Records
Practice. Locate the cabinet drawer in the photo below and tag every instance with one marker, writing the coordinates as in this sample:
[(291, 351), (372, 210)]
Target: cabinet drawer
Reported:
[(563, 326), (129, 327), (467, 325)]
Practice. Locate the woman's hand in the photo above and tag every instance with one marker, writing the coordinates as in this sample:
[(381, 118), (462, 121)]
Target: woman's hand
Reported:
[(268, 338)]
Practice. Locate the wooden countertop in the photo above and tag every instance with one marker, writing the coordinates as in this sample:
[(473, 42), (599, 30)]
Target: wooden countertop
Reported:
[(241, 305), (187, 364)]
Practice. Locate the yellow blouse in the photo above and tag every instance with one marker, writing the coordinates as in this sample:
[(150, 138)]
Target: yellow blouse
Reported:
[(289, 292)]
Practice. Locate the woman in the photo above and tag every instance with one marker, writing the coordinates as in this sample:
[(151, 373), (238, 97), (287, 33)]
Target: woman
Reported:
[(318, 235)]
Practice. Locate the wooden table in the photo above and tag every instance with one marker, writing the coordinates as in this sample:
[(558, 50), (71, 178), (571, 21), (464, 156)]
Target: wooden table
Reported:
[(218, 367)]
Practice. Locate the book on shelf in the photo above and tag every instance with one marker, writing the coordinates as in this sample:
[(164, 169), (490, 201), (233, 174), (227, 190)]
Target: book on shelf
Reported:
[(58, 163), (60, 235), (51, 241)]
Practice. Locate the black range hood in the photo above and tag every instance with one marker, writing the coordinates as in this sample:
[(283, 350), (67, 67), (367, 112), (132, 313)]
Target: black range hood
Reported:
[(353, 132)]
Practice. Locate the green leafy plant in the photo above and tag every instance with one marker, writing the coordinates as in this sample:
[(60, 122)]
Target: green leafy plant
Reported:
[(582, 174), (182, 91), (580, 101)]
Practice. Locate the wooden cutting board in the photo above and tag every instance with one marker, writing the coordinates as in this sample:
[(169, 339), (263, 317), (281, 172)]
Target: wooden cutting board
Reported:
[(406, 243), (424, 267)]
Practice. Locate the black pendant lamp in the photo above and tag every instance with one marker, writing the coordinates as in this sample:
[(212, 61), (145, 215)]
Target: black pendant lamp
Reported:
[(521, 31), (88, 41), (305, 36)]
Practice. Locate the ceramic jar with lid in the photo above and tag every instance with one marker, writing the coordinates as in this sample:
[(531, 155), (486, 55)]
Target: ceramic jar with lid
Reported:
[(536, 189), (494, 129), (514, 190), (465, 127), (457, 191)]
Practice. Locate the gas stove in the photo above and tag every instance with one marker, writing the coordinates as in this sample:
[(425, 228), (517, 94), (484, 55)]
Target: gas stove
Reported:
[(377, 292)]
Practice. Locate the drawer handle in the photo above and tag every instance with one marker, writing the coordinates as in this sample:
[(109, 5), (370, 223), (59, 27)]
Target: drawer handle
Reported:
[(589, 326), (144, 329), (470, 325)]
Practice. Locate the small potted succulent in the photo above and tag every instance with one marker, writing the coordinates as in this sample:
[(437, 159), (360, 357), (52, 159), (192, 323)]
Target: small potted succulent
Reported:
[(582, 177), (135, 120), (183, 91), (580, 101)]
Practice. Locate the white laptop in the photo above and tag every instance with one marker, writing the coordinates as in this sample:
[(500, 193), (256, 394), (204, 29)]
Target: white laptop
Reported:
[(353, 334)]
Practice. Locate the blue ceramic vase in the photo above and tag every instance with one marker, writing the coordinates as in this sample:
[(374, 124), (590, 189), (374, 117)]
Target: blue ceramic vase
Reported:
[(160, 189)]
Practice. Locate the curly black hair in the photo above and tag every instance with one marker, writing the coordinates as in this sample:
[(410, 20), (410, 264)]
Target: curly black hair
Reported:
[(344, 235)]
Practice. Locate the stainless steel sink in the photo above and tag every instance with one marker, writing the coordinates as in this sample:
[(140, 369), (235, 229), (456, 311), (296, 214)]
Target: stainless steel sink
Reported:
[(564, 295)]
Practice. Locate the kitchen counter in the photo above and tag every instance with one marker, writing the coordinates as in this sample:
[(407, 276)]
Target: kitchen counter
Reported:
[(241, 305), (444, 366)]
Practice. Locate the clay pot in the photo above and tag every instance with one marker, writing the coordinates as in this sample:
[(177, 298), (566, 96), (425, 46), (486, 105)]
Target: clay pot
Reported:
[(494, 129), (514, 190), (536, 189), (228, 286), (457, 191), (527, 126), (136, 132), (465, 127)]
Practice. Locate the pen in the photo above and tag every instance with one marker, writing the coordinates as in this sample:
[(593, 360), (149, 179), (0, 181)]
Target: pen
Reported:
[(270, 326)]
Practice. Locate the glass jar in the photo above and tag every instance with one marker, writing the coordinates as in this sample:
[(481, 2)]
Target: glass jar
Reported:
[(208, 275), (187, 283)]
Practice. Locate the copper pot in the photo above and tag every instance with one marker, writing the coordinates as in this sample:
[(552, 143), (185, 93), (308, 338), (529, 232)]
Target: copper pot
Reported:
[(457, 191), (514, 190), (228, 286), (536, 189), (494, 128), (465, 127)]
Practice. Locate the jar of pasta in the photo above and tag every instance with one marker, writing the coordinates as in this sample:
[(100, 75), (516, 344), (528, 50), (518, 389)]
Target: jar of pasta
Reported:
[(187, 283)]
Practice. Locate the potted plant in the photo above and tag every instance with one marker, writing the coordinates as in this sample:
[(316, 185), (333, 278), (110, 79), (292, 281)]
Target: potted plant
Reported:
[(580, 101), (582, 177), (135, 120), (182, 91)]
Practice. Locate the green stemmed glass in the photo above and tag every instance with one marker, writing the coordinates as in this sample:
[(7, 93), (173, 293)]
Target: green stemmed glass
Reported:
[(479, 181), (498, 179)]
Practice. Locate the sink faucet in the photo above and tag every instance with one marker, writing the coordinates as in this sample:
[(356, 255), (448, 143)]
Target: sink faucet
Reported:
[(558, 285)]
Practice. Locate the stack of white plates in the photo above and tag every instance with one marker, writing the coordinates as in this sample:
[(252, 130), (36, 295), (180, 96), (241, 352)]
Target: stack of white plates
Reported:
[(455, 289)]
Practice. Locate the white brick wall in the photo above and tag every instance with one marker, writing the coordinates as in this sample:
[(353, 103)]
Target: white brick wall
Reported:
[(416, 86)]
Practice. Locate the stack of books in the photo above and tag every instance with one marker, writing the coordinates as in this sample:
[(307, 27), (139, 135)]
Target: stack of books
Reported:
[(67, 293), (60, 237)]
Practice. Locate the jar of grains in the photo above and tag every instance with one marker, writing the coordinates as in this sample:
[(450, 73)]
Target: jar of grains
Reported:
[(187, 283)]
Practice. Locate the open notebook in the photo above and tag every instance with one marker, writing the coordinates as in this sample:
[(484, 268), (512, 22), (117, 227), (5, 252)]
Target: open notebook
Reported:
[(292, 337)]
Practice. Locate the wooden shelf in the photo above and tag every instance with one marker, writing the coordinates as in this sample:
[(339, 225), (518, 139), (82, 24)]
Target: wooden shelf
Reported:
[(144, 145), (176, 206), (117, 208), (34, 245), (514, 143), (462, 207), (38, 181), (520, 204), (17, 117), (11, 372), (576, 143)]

» **What is expected**
Reproduce the entries starting at the line that contains "Practice. Locate the open" and ending at the last entry, both included. Raise every coordinate in the reported answers by 4 and leave all other text unchanged.

» **Reply to the exercise**
Practice. Locate the open notebook in the photo above and tag every instance with one marker, writing the coordinates as in this sample:
[(484, 268), (512, 22), (117, 227), (5, 252)]
Target: open notebook
Reported:
[(296, 341)]
Practice. Locate the wooden shelf in the photo above and tag every instance with one marker, writing the coordinates as in this sample:
[(339, 225), (518, 139), (82, 24)]
Target: wooden shelf
Reported:
[(148, 149), (180, 210), (121, 212), (38, 249), (518, 147), (466, 211), (42, 185), (524, 208), (21, 121), (15, 376), (580, 147)]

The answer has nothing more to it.